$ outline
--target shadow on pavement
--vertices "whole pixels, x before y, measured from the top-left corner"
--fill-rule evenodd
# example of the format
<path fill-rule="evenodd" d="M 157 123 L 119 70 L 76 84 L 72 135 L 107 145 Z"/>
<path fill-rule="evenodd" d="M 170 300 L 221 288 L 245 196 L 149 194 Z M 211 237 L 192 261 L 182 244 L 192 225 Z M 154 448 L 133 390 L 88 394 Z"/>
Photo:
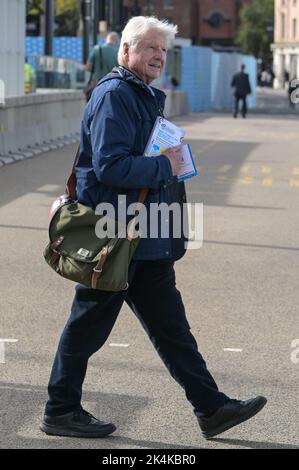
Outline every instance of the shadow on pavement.
<path fill-rule="evenodd" d="M 200 439 L 200 435 L 199 435 Z M 126 444 L 129 446 L 137 446 L 141 448 L 147 449 L 185 449 L 185 450 L 194 450 L 194 449 L 203 449 L 202 446 L 194 447 L 194 446 L 184 446 L 180 444 L 169 444 L 165 442 L 155 442 L 155 441 L 143 441 L 138 439 L 130 439 L 128 437 L 122 436 L 114 436 L 114 441 L 118 442 L 119 444 Z M 119 447 L 121 449 L 126 449 L 127 447 Z"/>
<path fill-rule="evenodd" d="M 198 120 L 197 117 L 196 119 Z M 188 117 L 184 119 L 184 122 L 186 120 Z M 199 139 L 188 139 L 188 142 L 191 144 L 196 164 L 200 166 L 202 173 L 199 178 L 193 178 L 187 182 L 188 201 L 225 206 L 240 167 L 258 144 Z M 204 147 L 207 144 L 210 148 L 205 151 Z M 52 151 L 16 165 L 1 168 L 0 207 L 26 194 L 40 195 L 40 205 L 44 207 L 46 206 L 44 196 L 49 197 L 50 206 L 56 197 L 64 193 L 75 149 L 75 145 L 70 145 L 59 151 Z M 219 176 L 217 171 L 223 165 L 232 166 L 229 179 L 225 182 L 217 179 Z M 24 217 L 28 210 L 30 210 L 29 207 L 24 207 Z M 12 224 L 12 226 L 17 225 Z"/>
<path fill-rule="evenodd" d="M 269 249 L 269 250 L 287 250 L 287 251 L 299 251 L 299 247 L 291 247 L 291 246 L 276 246 L 276 245 L 257 245 L 253 243 L 237 243 L 237 242 L 219 242 L 213 240 L 205 240 L 205 243 L 211 245 L 227 245 L 227 246 L 242 246 L 246 248 L 262 248 L 262 249 Z"/>
<path fill-rule="evenodd" d="M 249 142 L 190 140 L 200 175 L 187 181 L 188 201 L 208 206 L 226 206 L 231 187 L 235 184 L 248 156 L 258 146 Z M 224 166 L 229 172 L 221 173 Z M 229 175 L 229 178 L 222 179 Z"/>
<path fill-rule="evenodd" d="M 196 115 L 196 122 L 210 117 L 213 116 L 208 115 L 202 118 L 201 115 Z M 186 125 L 188 120 L 194 119 L 194 116 L 186 116 L 183 122 Z M 239 207 L 229 204 L 232 186 L 236 184 L 236 179 L 240 178 L 240 168 L 259 144 L 200 139 L 188 139 L 188 142 L 192 147 L 196 165 L 200 167 L 200 176 L 186 183 L 188 202 L 203 202 L 210 206 L 240 209 L 283 210 L 277 207 L 250 205 Z M 70 145 L 61 150 L 51 151 L 39 157 L 18 162 L 16 165 L 1 168 L 0 207 L 26 194 L 34 194 L 37 197 L 40 195 L 40 206 L 45 208 L 46 213 L 52 201 L 64 193 L 75 150 L 76 145 Z M 265 159 L 266 162 L 269 164 L 268 159 Z M 222 176 L 226 176 L 225 173 L 221 173 L 221 168 L 227 165 L 231 167 L 228 178 L 221 179 Z M 48 206 L 44 196 L 50 198 Z M 30 207 L 24 207 L 24 217 L 28 210 Z M 10 227 L 17 228 L 18 224 L 12 223 Z"/>
<path fill-rule="evenodd" d="M 115 395 L 85 392 L 86 408 L 90 402 L 96 403 L 92 411 L 100 419 L 109 419 L 116 423 L 116 434 L 105 439 L 74 439 L 68 437 L 47 436 L 39 430 L 40 420 L 47 397 L 46 387 L 23 384 L 0 383 L 1 390 L 1 437 L 0 448 L 86 448 L 86 449 L 126 449 L 136 446 L 147 449 L 194 449 L 195 447 L 133 439 L 121 435 L 125 429 L 134 429 L 140 410 L 148 406 L 149 399 L 130 395 Z M 99 403 L 99 405 L 98 405 Z M 43 406 L 43 405 L 42 405 Z M 104 416 L 103 416 L 104 415 Z M 117 433 L 120 435 L 117 435 Z M 199 436 L 200 438 L 200 436 Z M 198 447 L 199 448 L 199 447 Z"/>
<path fill-rule="evenodd" d="M 241 439 L 214 438 L 210 439 L 210 442 L 217 442 L 218 444 L 228 444 L 238 447 L 249 447 L 251 449 L 299 449 L 299 446 L 294 446 L 292 444 L 280 444 L 279 442 L 245 441 Z"/>

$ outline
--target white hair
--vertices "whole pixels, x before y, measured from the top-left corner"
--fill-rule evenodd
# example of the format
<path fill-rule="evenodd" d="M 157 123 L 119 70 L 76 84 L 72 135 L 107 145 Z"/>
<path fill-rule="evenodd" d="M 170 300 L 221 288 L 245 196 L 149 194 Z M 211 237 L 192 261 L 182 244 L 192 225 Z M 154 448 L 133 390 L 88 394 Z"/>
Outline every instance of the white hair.
<path fill-rule="evenodd" d="M 167 42 L 167 48 L 170 47 L 175 35 L 178 33 L 178 27 L 167 20 L 158 20 L 154 16 L 134 16 L 126 24 L 121 37 L 118 51 L 118 62 L 123 64 L 123 45 L 127 43 L 130 47 L 136 46 L 149 31 L 156 31 L 164 36 Z"/>

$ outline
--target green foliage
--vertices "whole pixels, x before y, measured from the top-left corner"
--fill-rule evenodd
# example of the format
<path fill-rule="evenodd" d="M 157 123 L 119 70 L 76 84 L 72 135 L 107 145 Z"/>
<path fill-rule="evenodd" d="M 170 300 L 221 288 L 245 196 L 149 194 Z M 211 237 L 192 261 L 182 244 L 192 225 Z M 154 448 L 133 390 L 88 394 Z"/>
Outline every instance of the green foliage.
<path fill-rule="evenodd" d="M 45 0 L 28 0 L 28 14 L 43 15 Z M 80 20 L 80 0 L 55 0 L 56 36 L 75 36 Z"/>
<path fill-rule="evenodd" d="M 44 13 L 43 0 L 28 0 L 28 14 L 33 16 L 42 15 Z"/>
<path fill-rule="evenodd" d="M 241 20 L 236 44 L 244 54 L 269 59 L 273 42 L 274 0 L 254 0 L 252 5 L 244 5 Z"/>
<path fill-rule="evenodd" d="M 80 21 L 79 9 L 65 10 L 56 15 L 56 36 L 76 36 Z"/>
<path fill-rule="evenodd" d="M 56 14 L 75 13 L 80 10 L 80 0 L 56 0 Z"/>

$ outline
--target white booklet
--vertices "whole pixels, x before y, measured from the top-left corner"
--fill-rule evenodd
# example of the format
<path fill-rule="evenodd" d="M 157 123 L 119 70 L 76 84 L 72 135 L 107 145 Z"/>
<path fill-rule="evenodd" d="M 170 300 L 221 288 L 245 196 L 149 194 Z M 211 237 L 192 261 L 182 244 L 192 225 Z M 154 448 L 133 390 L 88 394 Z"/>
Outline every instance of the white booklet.
<path fill-rule="evenodd" d="M 165 150 L 182 144 L 185 135 L 186 132 L 183 129 L 159 116 L 156 119 L 144 155 L 146 157 L 157 157 L 163 154 Z M 198 172 L 194 164 L 190 145 L 185 144 L 182 149 L 182 162 L 177 179 L 180 182 L 197 175 Z"/>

---

Directions for this task
Write out the entries word for word. Skip the pictures.

Answer space
$ outline
--target shadow on pavement
--vertices "whole pixels, x before y, measured from the top-left corner"
--fill-rule evenodd
# example of the format
<path fill-rule="evenodd" d="M 157 123 L 119 70 L 76 84 L 72 135 L 107 145 Z"/>
<path fill-rule="evenodd" d="M 170 300 L 221 288 L 245 196 L 149 194 Z M 211 237 L 192 261 L 182 244 L 192 225 Z M 154 448 L 133 390 L 88 394 Z"/>
Photo:
Outline every instance of the shadow on pavement.
<path fill-rule="evenodd" d="M 200 439 L 200 435 L 199 435 Z M 126 444 L 129 446 L 137 446 L 141 448 L 147 449 L 185 449 L 185 450 L 194 450 L 194 449 L 203 449 L 202 446 L 194 447 L 194 446 L 184 446 L 180 444 L 169 444 L 165 442 L 155 442 L 155 441 L 143 441 L 138 439 L 130 439 L 128 437 L 122 436 L 114 436 L 114 441 L 118 442 L 119 444 Z M 119 447 L 121 449 L 126 449 L 127 447 Z"/>
<path fill-rule="evenodd" d="M 198 120 L 197 117 L 196 119 Z M 188 117 L 184 119 L 184 122 L 186 120 Z M 199 139 L 188 139 L 188 142 L 191 144 L 196 164 L 200 166 L 202 173 L 199 178 L 193 178 L 187 182 L 188 201 L 225 206 L 240 167 L 258 144 Z M 204 147 L 207 144 L 210 148 L 205 151 Z M 52 151 L 16 165 L 1 168 L 0 207 L 26 194 L 40 195 L 40 205 L 44 207 L 46 206 L 44 196 L 49 197 L 50 206 L 56 197 L 64 193 L 75 149 L 75 145 L 70 145 L 59 151 Z M 219 176 L 217 171 L 223 165 L 232 166 L 229 179 L 225 182 L 217 179 Z M 24 217 L 28 210 L 30 210 L 29 207 L 24 207 Z M 12 224 L 12 226 L 17 225 Z"/>
<path fill-rule="evenodd" d="M 269 249 L 269 250 L 287 250 L 287 251 L 299 251 L 299 247 L 291 247 L 291 246 L 276 246 L 276 245 L 257 245 L 253 243 L 237 243 L 237 242 L 219 242 L 213 240 L 205 240 L 205 243 L 211 245 L 227 245 L 227 246 L 242 246 L 246 248 L 262 248 L 262 249 Z"/>
<path fill-rule="evenodd" d="M 249 142 L 190 140 L 200 175 L 187 181 L 188 201 L 208 206 L 226 206 L 231 187 L 235 184 L 248 156 L 258 146 Z M 224 166 L 229 172 L 221 173 Z M 229 175 L 229 178 L 222 179 Z"/>
<path fill-rule="evenodd" d="M 196 115 L 196 122 L 210 117 L 213 116 L 208 115 L 202 118 L 201 115 Z M 186 125 L 188 120 L 194 119 L 194 116 L 186 116 L 183 122 Z M 239 207 L 229 204 L 232 186 L 236 184 L 236 179 L 240 178 L 240 168 L 259 144 L 200 139 L 188 139 L 188 142 L 192 147 L 196 165 L 200 167 L 200 176 L 186 183 L 188 202 L 203 202 L 210 206 L 240 209 L 283 210 L 277 207 L 250 205 Z M 70 145 L 61 150 L 51 151 L 39 157 L 18 162 L 16 165 L 1 168 L 0 207 L 26 194 L 34 194 L 37 197 L 40 195 L 40 206 L 45 208 L 46 213 L 52 201 L 64 193 L 75 150 L 76 145 Z M 265 159 L 266 162 L 269 164 L 268 159 Z M 222 176 L 226 176 L 225 173 L 221 173 L 221 168 L 227 165 L 231 167 L 228 178 L 221 179 Z M 48 206 L 44 196 L 50 198 Z M 30 207 L 24 207 L 24 217 L 28 210 Z M 10 227 L 17 228 L 18 224 L 12 223 Z"/>
<path fill-rule="evenodd" d="M 115 395 L 85 392 L 86 408 L 90 402 L 96 403 L 92 411 L 100 419 L 109 419 L 116 423 L 116 434 L 105 439 L 74 439 L 68 437 L 47 436 L 39 430 L 40 420 L 47 397 L 46 387 L 23 384 L 0 383 L 1 390 L 1 437 L 0 448 L 86 448 L 86 449 L 126 449 L 136 446 L 147 449 L 194 449 L 195 447 L 133 439 L 121 435 L 125 429 L 134 429 L 140 410 L 148 406 L 149 399 L 130 395 Z M 99 403 L 99 405 L 98 405 Z M 43 406 L 43 405 L 42 405 Z M 104 416 L 103 416 L 104 415 Z M 117 433 L 120 435 L 117 435 Z M 199 436 L 200 438 L 200 436 Z M 198 447 L 199 448 L 199 447 Z"/>
<path fill-rule="evenodd" d="M 241 439 L 214 438 L 210 439 L 210 442 L 217 442 L 218 444 L 228 444 L 238 447 L 249 447 L 251 449 L 299 449 L 299 446 L 294 446 L 292 444 L 280 444 L 279 442 L 245 441 Z"/>

$ outline
--target white hair
--vertices "whole pixels, x before y, measured from the top-left corner"
--fill-rule evenodd
# example of the format
<path fill-rule="evenodd" d="M 157 123 L 119 70 L 76 84 L 72 135 L 107 145 Z"/>
<path fill-rule="evenodd" d="M 170 300 L 221 288 L 245 196 L 149 194 Z M 211 237 L 192 261 L 182 244 L 192 225 Z M 154 448 L 133 390 L 88 394 Z"/>
Outline every instance of the white hair.
<path fill-rule="evenodd" d="M 167 42 L 167 48 L 170 47 L 175 35 L 178 33 L 178 27 L 167 20 L 158 20 L 154 16 L 134 16 L 126 24 L 121 37 L 118 51 L 118 62 L 123 64 L 123 45 L 127 43 L 130 47 L 136 46 L 149 31 L 156 31 L 164 36 Z"/>

$ outline
--target green foliage
--vertices "whole pixels, x before y, measured from the top-left corner"
--fill-rule evenodd
# example of the format
<path fill-rule="evenodd" d="M 157 123 L 119 70 L 76 84 L 72 135 L 107 145 Z"/>
<path fill-rule="evenodd" d="M 170 300 L 221 288 L 245 196 L 149 194 Z M 211 237 L 192 261 L 182 244 L 192 225 Z M 154 448 L 133 390 L 88 394 Z"/>
Outline every instance of the green foliage.
<path fill-rule="evenodd" d="M 45 0 L 28 0 L 28 14 L 43 15 Z M 80 20 L 80 0 L 55 0 L 56 36 L 75 36 Z"/>
<path fill-rule="evenodd" d="M 44 13 L 43 0 L 28 0 L 28 14 L 33 16 L 42 15 Z"/>
<path fill-rule="evenodd" d="M 241 20 L 236 44 L 244 54 L 269 59 L 273 42 L 274 0 L 254 0 L 252 5 L 244 5 Z"/>
<path fill-rule="evenodd" d="M 80 21 L 79 9 L 65 10 L 56 15 L 56 36 L 76 36 Z"/>
<path fill-rule="evenodd" d="M 56 14 L 75 13 L 80 10 L 80 0 L 56 0 Z"/>

$ outline
--target white booklet
--vertices "whole pixels, x before y, measured from the top-left corner"
--fill-rule evenodd
# example of the format
<path fill-rule="evenodd" d="M 157 123 L 119 70 L 76 84 L 72 135 L 107 145 Z"/>
<path fill-rule="evenodd" d="M 170 300 L 221 288 L 245 196 L 149 194 Z M 211 237 L 192 261 L 182 244 L 192 225 Z M 154 448 L 133 390 L 88 394 Z"/>
Outline every instance of the white booklet.
<path fill-rule="evenodd" d="M 165 150 L 182 144 L 185 135 L 186 132 L 183 129 L 159 116 L 156 119 L 144 155 L 146 157 L 157 157 L 163 154 Z M 198 172 L 194 164 L 190 145 L 185 144 L 182 149 L 182 162 L 177 179 L 180 182 L 197 175 Z"/>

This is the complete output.